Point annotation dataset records
....
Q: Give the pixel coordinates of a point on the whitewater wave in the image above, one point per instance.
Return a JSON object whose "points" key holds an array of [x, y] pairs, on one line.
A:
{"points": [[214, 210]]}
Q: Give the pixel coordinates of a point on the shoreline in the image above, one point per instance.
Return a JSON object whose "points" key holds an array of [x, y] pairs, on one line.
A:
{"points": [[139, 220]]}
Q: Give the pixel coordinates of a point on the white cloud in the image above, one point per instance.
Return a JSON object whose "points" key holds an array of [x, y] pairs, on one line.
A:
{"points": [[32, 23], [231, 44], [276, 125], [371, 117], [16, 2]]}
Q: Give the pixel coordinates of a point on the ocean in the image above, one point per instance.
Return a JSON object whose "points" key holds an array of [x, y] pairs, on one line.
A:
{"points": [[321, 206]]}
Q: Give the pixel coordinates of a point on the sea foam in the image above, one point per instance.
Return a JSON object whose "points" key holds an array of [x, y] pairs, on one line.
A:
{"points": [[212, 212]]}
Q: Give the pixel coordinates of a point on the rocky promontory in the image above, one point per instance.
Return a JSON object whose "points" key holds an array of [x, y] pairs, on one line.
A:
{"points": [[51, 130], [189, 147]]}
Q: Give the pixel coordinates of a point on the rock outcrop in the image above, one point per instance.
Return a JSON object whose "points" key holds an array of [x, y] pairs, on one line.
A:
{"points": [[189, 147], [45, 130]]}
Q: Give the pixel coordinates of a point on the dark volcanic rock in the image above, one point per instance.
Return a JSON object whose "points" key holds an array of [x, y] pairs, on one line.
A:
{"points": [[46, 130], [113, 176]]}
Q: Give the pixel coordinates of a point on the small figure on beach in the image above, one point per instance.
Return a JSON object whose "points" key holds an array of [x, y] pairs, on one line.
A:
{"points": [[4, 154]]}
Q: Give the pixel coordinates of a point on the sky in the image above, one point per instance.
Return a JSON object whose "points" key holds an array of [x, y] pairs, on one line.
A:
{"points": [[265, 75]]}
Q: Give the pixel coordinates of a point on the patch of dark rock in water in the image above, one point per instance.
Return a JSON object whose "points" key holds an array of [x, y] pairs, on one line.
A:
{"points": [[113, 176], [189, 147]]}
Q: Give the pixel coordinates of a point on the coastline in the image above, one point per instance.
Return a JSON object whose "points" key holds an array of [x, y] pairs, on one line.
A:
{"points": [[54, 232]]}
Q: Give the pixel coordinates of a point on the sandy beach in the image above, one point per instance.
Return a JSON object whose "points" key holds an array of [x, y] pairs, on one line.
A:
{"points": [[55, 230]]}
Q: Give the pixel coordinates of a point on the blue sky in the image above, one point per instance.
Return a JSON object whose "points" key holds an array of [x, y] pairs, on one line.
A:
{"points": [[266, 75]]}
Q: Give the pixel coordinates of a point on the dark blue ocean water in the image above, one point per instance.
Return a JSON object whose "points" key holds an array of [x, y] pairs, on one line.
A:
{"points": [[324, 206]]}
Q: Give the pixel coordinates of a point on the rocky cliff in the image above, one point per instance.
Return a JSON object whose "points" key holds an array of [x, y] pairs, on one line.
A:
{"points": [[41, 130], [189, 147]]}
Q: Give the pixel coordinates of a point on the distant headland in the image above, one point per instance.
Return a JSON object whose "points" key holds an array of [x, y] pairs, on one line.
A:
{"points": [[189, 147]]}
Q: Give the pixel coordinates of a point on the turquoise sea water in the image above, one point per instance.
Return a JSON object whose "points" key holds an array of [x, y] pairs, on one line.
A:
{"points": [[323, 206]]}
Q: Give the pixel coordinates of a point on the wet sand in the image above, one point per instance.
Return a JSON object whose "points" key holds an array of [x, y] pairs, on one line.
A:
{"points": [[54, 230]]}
....
== WHAT YOU HAVE TO DO ==
Repeat every record exactly as written, please.

== WRITTEN ANSWER ==
Q: Give the pixel coordinates of a point on the whitewater wave in the image above, one point per instance.
Return a JSON object whose "points" key holds an array of [x, y] pairs, on one line.
A:
{"points": [[214, 210]]}
Q: Give the pixel coordinates of a point on the shoreline in the image above, one point per instance.
Return a JSON object whose "points" key holds an array of [x, y] pairs, on one line.
A:
{"points": [[139, 220]]}
Q: Give the pixel coordinates of a point on the white cloud in the image above, one point per instance.
Return a JSON object whose "points" key holds an array of [x, y] pairs, on one line.
A:
{"points": [[32, 23], [231, 44], [276, 125], [371, 117], [16, 2]]}
Q: Give the pixel coordinates of a point on the ocean in the image above, one point per instance.
Return a JSON object whose "points" key holds an array of [x, y] pairs, on one line.
A:
{"points": [[321, 206]]}
Q: Give the pixel coordinates of a point on the sea foam in the image above, one point per instance.
Return a JSON object whose "points" key holds an array of [x, y] pairs, on one line.
A:
{"points": [[212, 212]]}
Q: Give the pixel coordinates of a point on the rocky promontory in the image above, one point per instance.
Return a JSON object whose "points" key holds an array of [x, y] pairs, on one line.
A:
{"points": [[51, 130], [189, 147]]}
Q: Give the pixel coordinates of a point on the rock outcrop in the image above, one point per instance.
Return a JSON object whose "points" key holds an array of [x, y] pairs, on one line.
A:
{"points": [[189, 147], [45, 130]]}
Q: Give the pixel coordinates of a point on the dark volcanic rock in the image above, one point per instance.
Return a JSON object whose "points" key holds an array of [x, y] pairs, on one line.
A:
{"points": [[46, 130], [113, 176]]}
Q: Give the pixel coordinates of a point on the small figure on beach in the image above, one point per instance.
Return a JSON object whose "points" key holds an array of [x, y] pairs, on one line.
A:
{"points": [[4, 154]]}
Q: Give the pixel coordinates of a point on the sky in the image above, one point per instance.
Return a JSON object whose "points" key holds an array of [x, y] pairs, on one line.
A:
{"points": [[265, 75]]}
Q: Give the pixel coordinates of a point on the patch of dark rock in water in the image above, one point per instance.
Return a JSON object whose "points" key holds an array of [x, y] pairs, on one line.
A:
{"points": [[113, 176], [189, 147]]}
Q: Give the pixel coordinates of a point on the coastline in the image above, one point per instance.
Return a JSON object whose "points" key holds an array of [x, y] pairs, on one line.
A:
{"points": [[54, 232]]}
Q: Give the pixel coordinates of a point on the sandy beach in the image above, one point per instance.
Return a JSON object whose "points" key holds an array of [x, y] pairs, on one line.
A:
{"points": [[55, 230]]}
Q: Give the pixel coordinates of a point on the blue sky in the image above, one point per instance.
Return a JSON object whose "points" key holds an array of [x, y] pairs, on one line.
A:
{"points": [[266, 75]]}
Q: Give the pixel coordinates of a point on the dark blue ocean water in the image above, one point per instance.
Return a JSON object whose "points" key holds an array of [x, y] pairs, on one line.
A:
{"points": [[324, 206]]}
Q: Give the pixel coordinates of a point on the rocky cliff in the image above, one point per instance.
Return a JSON object whose "points" key holds an array of [x, y] pairs, on one line.
A:
{"points": [[41, 130], [189, 147]]}
Q: Give the pixel coordinates of a point on the distant headland in the image above, one point per instance.
Return a JSON object whose "points" key holds an array of [x, y] pairs, on one line.
A:
{"points": [[189, 147]]}
Q: Give the pixel coordinates of a point on the turquoise sea water in the image above, one point per instance.
Return a JSON object whose "points" key holds an array of [x, y] pairs, on one line.
A:
{"points": [[323, 206]]}
Q: Give the pixel coordinates of a point on the wet sand in the image above, one point per instance.
Return a JSON object whose "points" key holds an array of [x, y] pairs, on one line.
A:
{"points": [[54, 230]]}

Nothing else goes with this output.